[GIVEN TASK]: Display every line of the data below that contains the string "postcard". Reproduce each such line in full.

Point labeling data based on photos:
_____

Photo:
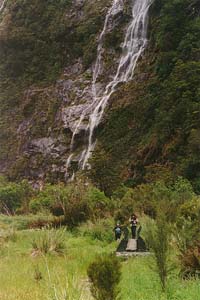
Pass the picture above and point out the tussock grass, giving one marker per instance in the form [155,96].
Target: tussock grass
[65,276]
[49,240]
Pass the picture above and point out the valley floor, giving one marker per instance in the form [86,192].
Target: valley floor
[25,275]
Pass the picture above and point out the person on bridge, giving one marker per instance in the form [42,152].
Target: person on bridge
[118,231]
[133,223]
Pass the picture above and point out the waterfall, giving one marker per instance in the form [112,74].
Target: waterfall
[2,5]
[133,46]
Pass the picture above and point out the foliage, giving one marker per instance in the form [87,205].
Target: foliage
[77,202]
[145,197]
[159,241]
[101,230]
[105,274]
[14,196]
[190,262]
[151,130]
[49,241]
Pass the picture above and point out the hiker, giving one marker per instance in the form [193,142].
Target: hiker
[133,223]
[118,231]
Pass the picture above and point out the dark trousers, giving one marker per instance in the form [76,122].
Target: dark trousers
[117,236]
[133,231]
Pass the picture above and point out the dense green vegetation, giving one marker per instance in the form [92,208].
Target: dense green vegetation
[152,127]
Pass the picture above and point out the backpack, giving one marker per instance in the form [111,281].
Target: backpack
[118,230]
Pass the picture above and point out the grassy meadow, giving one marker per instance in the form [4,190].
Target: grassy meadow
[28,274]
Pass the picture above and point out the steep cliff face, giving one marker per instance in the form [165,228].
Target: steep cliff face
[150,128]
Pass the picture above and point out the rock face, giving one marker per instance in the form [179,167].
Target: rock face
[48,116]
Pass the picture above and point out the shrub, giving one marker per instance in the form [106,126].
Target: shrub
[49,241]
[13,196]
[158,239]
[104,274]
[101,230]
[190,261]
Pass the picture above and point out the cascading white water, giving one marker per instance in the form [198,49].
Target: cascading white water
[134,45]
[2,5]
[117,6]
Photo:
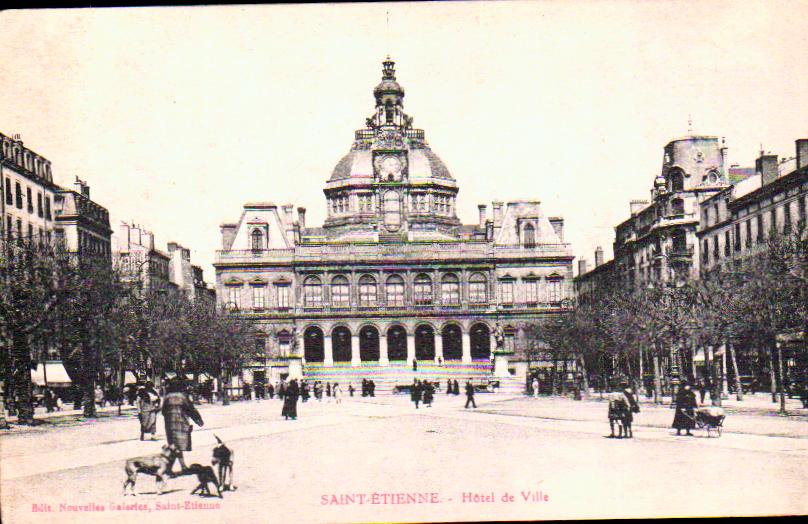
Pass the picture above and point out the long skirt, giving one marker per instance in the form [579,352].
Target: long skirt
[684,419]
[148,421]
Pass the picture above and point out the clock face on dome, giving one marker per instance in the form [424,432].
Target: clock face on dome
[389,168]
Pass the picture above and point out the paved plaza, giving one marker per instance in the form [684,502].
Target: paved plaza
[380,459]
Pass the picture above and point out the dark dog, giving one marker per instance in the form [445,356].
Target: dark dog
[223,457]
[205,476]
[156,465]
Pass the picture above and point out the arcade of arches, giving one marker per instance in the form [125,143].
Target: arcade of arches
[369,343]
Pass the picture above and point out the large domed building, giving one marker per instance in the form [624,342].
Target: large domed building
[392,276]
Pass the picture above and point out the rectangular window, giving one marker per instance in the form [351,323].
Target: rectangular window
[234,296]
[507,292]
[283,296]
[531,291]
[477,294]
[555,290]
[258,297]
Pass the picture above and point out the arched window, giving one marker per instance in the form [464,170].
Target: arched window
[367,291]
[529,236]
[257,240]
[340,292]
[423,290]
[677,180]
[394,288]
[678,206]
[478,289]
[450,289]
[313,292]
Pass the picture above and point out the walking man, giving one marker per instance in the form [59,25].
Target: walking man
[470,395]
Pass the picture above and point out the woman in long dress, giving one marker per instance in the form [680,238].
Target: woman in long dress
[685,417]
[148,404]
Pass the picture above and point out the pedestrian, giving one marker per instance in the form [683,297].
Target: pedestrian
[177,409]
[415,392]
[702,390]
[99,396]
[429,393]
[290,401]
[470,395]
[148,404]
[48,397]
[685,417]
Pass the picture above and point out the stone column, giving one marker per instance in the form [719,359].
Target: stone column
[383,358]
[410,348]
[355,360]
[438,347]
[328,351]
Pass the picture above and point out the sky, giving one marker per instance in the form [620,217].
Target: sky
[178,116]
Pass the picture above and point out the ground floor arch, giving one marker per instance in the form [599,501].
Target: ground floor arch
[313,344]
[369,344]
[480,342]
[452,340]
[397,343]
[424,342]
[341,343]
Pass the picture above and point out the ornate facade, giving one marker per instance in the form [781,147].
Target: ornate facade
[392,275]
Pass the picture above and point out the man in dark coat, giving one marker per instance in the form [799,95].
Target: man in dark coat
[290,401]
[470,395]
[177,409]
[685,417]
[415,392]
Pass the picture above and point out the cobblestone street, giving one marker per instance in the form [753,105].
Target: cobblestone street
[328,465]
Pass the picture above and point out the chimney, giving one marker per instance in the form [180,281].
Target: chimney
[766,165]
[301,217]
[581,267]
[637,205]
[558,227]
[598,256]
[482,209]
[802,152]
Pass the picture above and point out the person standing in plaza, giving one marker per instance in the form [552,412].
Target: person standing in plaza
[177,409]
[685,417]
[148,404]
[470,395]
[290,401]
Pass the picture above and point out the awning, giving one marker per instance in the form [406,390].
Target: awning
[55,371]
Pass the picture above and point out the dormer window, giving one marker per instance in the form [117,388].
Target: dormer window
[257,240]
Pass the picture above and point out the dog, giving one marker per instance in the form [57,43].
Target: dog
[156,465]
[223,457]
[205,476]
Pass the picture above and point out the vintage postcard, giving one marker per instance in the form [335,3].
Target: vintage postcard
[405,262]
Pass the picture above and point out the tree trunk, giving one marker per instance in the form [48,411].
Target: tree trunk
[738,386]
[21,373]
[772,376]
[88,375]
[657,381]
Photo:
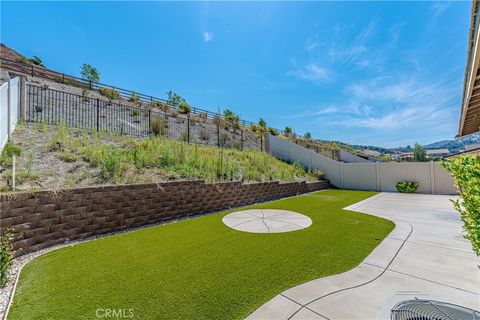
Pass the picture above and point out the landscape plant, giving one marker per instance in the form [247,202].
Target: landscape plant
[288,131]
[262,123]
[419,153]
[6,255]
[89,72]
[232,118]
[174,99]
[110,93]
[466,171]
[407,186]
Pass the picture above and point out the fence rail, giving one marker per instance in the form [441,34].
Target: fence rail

_____

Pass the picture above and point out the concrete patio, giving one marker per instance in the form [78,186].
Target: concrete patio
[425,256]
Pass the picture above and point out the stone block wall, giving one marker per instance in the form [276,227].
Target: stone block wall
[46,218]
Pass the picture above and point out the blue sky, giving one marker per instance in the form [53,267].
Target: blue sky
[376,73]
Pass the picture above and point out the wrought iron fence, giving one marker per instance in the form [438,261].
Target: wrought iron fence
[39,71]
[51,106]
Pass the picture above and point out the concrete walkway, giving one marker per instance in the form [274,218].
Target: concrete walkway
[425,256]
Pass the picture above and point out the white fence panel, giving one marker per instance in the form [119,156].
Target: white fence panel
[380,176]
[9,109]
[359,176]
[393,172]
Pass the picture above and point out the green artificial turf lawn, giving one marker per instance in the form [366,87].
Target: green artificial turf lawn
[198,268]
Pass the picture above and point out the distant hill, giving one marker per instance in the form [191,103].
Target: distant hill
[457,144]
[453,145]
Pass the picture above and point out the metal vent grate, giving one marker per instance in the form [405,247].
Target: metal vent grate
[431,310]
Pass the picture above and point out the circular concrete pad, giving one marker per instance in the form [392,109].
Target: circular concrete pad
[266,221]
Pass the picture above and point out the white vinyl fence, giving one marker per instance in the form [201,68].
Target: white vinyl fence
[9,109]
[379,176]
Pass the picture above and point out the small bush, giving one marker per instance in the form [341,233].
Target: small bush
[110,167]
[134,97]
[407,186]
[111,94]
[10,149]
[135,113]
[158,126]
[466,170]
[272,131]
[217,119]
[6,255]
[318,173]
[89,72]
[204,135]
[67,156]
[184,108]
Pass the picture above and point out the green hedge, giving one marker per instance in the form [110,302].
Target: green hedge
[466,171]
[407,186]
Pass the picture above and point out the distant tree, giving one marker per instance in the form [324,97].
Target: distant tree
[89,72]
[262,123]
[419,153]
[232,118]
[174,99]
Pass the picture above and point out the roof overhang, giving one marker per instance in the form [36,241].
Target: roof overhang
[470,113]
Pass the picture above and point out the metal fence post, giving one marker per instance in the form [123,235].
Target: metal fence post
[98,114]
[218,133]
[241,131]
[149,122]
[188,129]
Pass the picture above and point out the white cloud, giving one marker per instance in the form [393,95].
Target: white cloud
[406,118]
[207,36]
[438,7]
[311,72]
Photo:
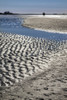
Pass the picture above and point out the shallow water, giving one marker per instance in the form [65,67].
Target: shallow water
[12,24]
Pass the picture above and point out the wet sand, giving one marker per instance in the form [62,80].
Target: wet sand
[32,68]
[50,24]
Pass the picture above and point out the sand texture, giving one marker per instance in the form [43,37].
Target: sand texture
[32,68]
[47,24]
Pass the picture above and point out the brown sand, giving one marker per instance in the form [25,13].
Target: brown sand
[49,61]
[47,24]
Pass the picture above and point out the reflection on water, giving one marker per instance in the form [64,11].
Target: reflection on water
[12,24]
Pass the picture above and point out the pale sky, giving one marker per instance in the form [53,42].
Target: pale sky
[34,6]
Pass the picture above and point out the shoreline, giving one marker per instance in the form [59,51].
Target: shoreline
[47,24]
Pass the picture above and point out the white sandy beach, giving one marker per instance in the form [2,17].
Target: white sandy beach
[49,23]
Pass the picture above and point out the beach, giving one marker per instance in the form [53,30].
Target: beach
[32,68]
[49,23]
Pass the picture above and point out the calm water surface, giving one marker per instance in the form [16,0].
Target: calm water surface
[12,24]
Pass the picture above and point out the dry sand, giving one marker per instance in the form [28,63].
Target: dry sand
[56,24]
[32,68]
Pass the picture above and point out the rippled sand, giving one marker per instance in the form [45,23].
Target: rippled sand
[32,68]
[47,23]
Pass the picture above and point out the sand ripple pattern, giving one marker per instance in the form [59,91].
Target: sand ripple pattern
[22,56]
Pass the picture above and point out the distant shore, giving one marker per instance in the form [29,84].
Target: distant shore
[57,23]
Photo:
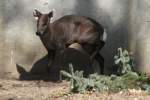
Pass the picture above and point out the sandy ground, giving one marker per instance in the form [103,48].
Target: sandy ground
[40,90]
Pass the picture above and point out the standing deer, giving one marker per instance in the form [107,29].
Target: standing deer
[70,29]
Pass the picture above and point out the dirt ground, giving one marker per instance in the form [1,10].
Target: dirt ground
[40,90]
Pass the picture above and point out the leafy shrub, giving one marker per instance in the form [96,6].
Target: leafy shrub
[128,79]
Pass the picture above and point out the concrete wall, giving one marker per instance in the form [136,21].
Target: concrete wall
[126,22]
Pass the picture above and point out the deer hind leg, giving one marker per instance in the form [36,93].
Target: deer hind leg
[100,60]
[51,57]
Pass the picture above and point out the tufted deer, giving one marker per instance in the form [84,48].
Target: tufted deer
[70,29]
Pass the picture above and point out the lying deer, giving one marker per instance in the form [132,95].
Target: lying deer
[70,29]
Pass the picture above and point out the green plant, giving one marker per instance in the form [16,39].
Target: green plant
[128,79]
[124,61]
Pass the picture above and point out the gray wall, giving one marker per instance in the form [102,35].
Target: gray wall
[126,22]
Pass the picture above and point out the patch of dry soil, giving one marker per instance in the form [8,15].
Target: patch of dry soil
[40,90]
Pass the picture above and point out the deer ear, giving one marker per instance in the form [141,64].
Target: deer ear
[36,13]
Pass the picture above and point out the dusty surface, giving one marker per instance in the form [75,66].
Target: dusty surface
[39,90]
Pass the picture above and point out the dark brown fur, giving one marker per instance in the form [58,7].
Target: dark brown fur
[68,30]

_____

[FULL OUTPUT]:
Pass the picture above and point out the vintage postcard, giving one marker per instance in the form [335,3].
Target: vintage postcard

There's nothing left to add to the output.